=== Data for review ===

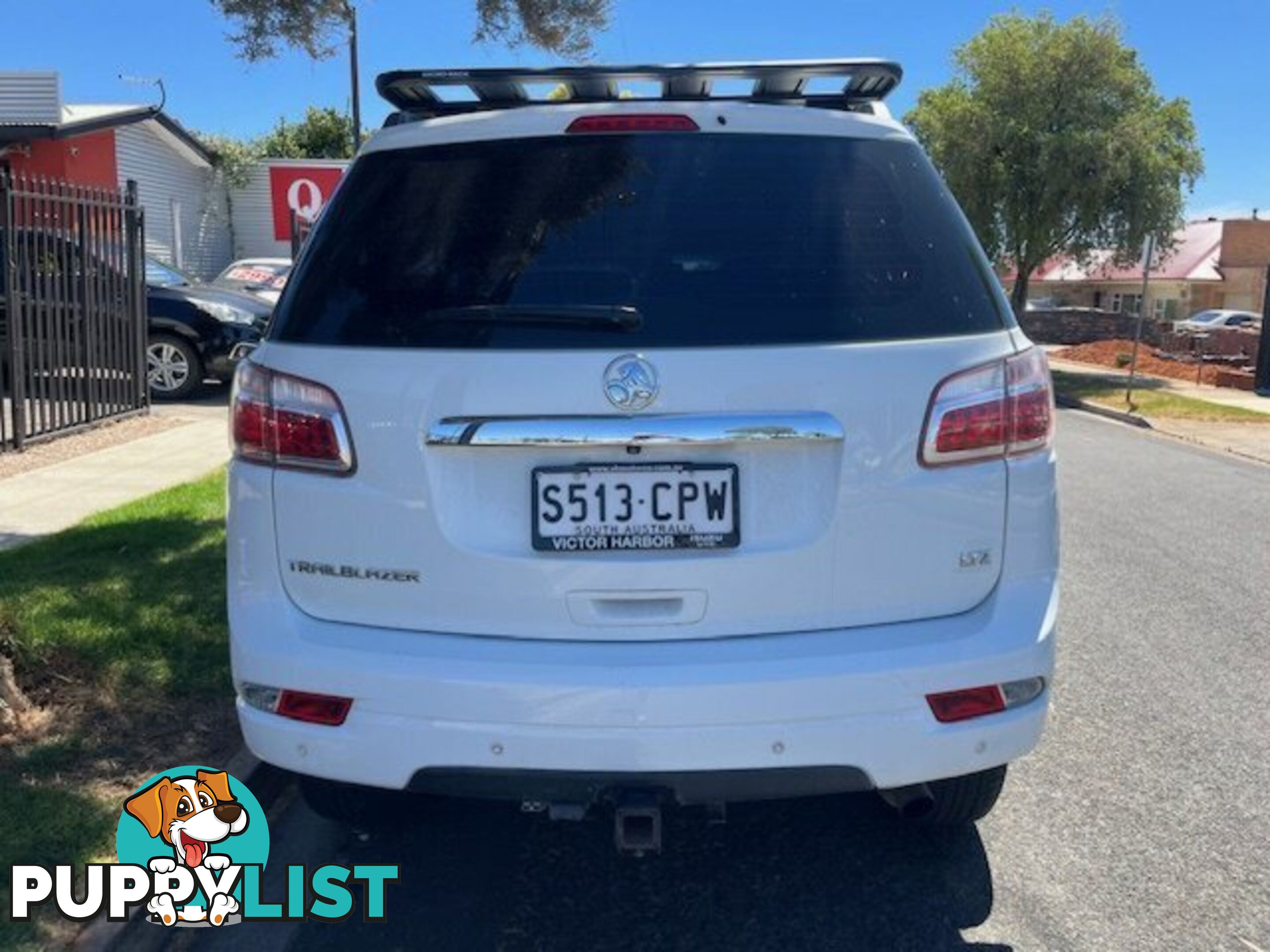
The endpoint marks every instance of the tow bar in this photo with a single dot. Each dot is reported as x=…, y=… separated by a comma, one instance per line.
x=638, y=823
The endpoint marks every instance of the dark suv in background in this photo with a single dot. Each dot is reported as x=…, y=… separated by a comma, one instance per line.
x=195, y=331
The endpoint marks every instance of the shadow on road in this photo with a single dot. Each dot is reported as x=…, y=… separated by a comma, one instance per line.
x=827, y=874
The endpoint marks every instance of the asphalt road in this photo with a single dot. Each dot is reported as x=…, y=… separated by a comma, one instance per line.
x=1142, y=823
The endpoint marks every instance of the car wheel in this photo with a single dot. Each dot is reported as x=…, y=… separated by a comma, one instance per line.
x=173, y=368
x=352, y=805
x=962, y=800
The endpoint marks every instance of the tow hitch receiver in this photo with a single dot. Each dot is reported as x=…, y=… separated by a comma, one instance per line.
x=638, y=824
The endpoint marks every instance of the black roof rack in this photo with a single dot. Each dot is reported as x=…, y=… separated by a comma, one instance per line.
x=416, y=92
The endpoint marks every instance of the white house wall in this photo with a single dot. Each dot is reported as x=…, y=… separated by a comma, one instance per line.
x=164, y=177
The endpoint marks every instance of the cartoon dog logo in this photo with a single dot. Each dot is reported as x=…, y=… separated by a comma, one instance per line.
x=190, y=814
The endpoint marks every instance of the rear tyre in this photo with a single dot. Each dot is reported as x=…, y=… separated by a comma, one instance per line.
x=962, y=800
x=173, y=367
x=352, y=805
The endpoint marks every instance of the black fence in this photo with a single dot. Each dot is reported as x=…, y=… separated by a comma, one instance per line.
x=73, y=308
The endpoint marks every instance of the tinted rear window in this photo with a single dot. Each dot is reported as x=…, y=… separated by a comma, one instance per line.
x=715, y=239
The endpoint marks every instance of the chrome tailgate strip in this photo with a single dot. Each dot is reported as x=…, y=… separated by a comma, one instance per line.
x=657, y=429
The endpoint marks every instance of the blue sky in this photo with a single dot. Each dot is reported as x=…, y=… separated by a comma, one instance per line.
x=1216, y=54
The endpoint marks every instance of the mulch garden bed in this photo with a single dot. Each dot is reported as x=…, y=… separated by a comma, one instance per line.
x=1108, y=353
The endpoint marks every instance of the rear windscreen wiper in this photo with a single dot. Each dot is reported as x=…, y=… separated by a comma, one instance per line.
x=598, y=316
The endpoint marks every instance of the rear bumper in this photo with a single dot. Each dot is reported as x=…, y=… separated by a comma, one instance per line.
x=811, y=711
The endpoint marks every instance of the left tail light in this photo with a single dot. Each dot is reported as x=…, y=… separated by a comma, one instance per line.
x=289, y=422
x=1005, y=408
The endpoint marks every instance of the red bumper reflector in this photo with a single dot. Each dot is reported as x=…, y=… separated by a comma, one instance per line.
x=650, y=122
x=963, y=705
x=314, y=709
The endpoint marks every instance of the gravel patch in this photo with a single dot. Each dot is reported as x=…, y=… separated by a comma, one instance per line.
x=107, y=435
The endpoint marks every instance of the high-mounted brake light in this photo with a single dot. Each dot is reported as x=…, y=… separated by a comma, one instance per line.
x=642, y=122
x=282, y=420
x=1005, y=408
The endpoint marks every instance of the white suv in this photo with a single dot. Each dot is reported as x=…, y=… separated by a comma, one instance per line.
x=638, y=451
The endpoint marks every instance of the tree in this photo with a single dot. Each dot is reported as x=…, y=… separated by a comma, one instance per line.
x=1056, y=143
x=323, y=134
x=321, y=27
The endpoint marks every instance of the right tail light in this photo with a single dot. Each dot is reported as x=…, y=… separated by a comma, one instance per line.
x=1005, y=408
x=289, y=422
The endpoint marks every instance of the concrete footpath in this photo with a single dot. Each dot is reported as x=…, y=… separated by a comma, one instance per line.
x=59, y=495
x=1243, y=399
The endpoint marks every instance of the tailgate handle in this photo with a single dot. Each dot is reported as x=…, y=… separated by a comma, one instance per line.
x=653, y=429
x=627, y=608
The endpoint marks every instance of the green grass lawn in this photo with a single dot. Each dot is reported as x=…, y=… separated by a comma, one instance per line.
x=1148, y=399
x=117, y=632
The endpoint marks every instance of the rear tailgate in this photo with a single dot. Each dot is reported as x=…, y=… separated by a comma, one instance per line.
x=823, y=277
x=832, y=532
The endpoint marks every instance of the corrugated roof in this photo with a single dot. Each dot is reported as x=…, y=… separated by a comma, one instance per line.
x=1194, y=257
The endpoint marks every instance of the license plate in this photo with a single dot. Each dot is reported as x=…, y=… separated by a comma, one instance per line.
x=631, y=508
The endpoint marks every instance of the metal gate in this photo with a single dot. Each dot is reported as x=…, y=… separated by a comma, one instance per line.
x=73, y=308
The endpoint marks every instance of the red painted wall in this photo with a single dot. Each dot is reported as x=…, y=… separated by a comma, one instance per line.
x=83, y=160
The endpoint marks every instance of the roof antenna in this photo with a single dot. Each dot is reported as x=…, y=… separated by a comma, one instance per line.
x=149, y=82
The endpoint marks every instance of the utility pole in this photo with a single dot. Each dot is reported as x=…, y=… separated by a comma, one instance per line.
x=1142, y=310
x=1263, y=377
x=352, y=67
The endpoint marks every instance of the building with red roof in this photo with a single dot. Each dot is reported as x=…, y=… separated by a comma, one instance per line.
x=1212, y=264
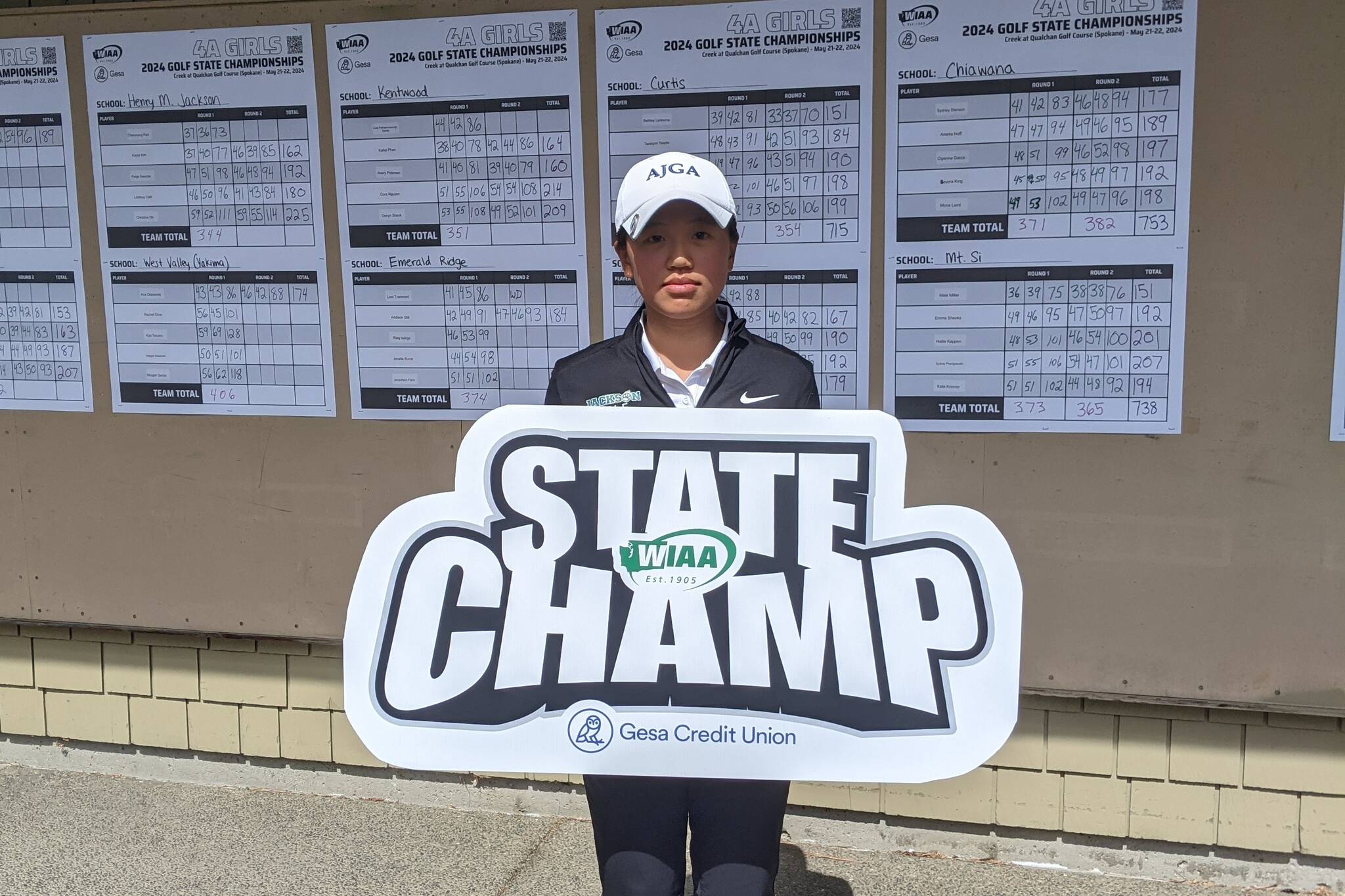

===

Give back all the records as they stand, but with no pictures in the copy.

The endpoint marks every instance of the tow bar in this photo with a single dot. Each dot is reported as x=…, y=… separated by a comma, one instance per line.
x=638, y=823
The endpoint marks every instance of the dark suv in background in this photo with a single dot. Each dot is reported as x=…, y=… separated by a comma, one instance per line.
x=195, y=331
The endpoint marks every instance of the shadow on road in this photo with a single dot. Each dot is reported as x=…, y=… separated by a comma, one instance per line.
x=827, y=874
The endpoint marks every instance of the asphalt road in this photo with a single dot. Each dot is reported as x=…, y=… separated by a comma, one instance per line.
x=1142, y=823
The endpoint marks every instance of the car wheel in this photo with a single dot. Each dot is reported as x=…, y=… separated by a comma, one instance per line.
x=173, y=368
x=352, y=805
x=962, y=800
The endpoint marks every instance of the tow hitch receiver in this photo with a single dot. Each dot is reported as x=…, y=… separated by a comma, one instance per line.
x=638, y=824
The endpoint marks every instance of the black roof rack in this photo with a single dot. Each dot is reported as x=…, y=… separated by a comma, one instance per line.
x=416, y=92
The endpoint marks every instance of the white house wall in this photo with a single dot. Each dot is reported as x=…, y=… separated by a comma, one instance per line.
x=164, y=177
The endpoint marks every instance of the cartoon dog logo in this photo with a single dot. Each dot is reported as x=…, y=… separated by a comma, one instance per line.
x=190, y=814
The endpoint marks every instance of the rear tyre in this photo with a single dot. Each dot is reported as x=…, y=… separated by a comma, one instance per line.
x=962, y=800
x=173, y=367
x=352, y=805
The endpoint marks every instance of the black fence in this photo with a single dot. Each dot is reported as x=…, y=… separated by a comma, one instance per line.
x=73, y=308
The endpoint marks every instance of the tinted rear window in this photo with a single dot. Each dot is reported as x=…, y=… separated by a comma, one instance per line.
x=715, y=239
The endpoint marks every instance of the chrome tailgate strip in this photo with a single dot. Each dot is reported as x=…, y=… separated by a comma, one instance per line.
x=657, y=429
The endpoint marks every instance of the blue sky in this photo with a single dot. Each dot is reported as x=…, y=… separated by a comma, one instance per line.
x=1216, y=54
The endpoint marks every instance of the mulch garden bed in this photo with a single dot. Each dot is reported as x=…, y=… separated by a comma, one instance per line.
x=1108, y=353
The endpoint marks every instance of the rear windscreen wiper in this photo with a single dot. Each dot is reported as x=…, y=… separated by a comma, one instance per line.
x=598, y=316
The endpoint marks every instance of the rear bumper in this photo with a single dot. Each dot is reported as x=…, y=… separated by a comma, one instance per line.
x=811, y=711
The endpoint marks every instance of the left tail light in this photo with a single dot. Each dot is reported as x=…, y=… separated by a comma, one instance per line.
x=289, y=422
x=1005, y=408
The endpoint marks every instance of the red bumper reflector in this photo with a single dot. Each dot is reported as x=…, y=… separated by a comma, one instance per line.
x=650, y=122
x=963, y=705
x=314, y=709
The endpoint marks every instance of the gravel patch in this photo with a single dot. Each dot is reported as x=…, y=… separated by a comma, one instance per line.
x=107, y=435
The endpoint marks every instance of the high-mounted brake light in this photo with a single dot. Each dot is reported as x=…, y=… separated by a comma, one instance per line.
x=642, y=122
x=282, y=420
x=1005, y=408
The endpoint marks every instance of the white suv in this photo with a single dot. Each dot is reported as x=…, y=… separated by a comma, one instance per line.
x=638, y=451
The endpoint marks every instance of the tree in this photo with a single dot. Each dot is reported as x=…, y=… separated by a comma, one instance per line.
x=1056, y=143
x=323, y=134
x=321, y=27
The endpoint marks every instance of the right tail light in this photo with a single dot. Each dot is reported as x=…, y=… separated by a comma, one instance per line.
x=1005, y=408
x=289, y=422
The endpoint marks every instance of the concrete footpath in this photo with a single dot. Each dot is reported as x=…, y=… separated by a comma, one instance per line.
x=59, y=495
x=1243, y=399
The endpoint marks every instance of the tailgate handle in this photo with a single dot. Each dot is reported as x=…, y=… separated by a comma, one instance per line.
x=653, y=429
x=627, y=608
The endpoint marks every instance of the green grass lawn in this photo with a single dot. Each dot is reported as x=…, y=… separated by a comma, one instance per line.
x=1148, y=399
x=117, y=632
The endpoint marks every instance of the rear tailgate in this photo with a single dot. Each dot is reported as x=…, y=… separated by a comma, one instance per line.
x=823, y=277
x=832, y=532
The endpoint marks every instance of the corrugated roof in this photo with a single dot. Each dot is reported as x=…, y=… separated by a comma, one instance per line.
x=1194, y=257
The endpoint marks every instance of the license plate in this photo with a single dot. Each dot is reported as x=…, y=… separated by a comma, one instance per line.
x=631, y=508
The endpoint marks every instance of the metal gate in this photo with a single dot. Each dot is reported as x=…, y=… separated by a comma, one instance per line.
x=73, y=308
The endpoint marks every instance of the red painted wall in this photo with a single dot. Each dot is reported as x=…, y=… separated by a comma, one instance per line.
x=83, y=160
The endpoint marks every instance of the roof antenna in this photo with a single dot. Each dot is reported as x=…, y=… separated by a comma, one instance per line.
x=149, y=82
The endpoint marks every instance of the utility pole in this photo with a single dot. Each dot is reported as x=…, y=… separated by a comma, one instance per line.
x=1142, y=310
x=1263, y=377
x=352, y=67
The endpoint marks every instance of the building with red roof in this photo with a single dot. Each dot is reported as x=…, y=… separated by a comma, one instance per line.
x=1212, y=264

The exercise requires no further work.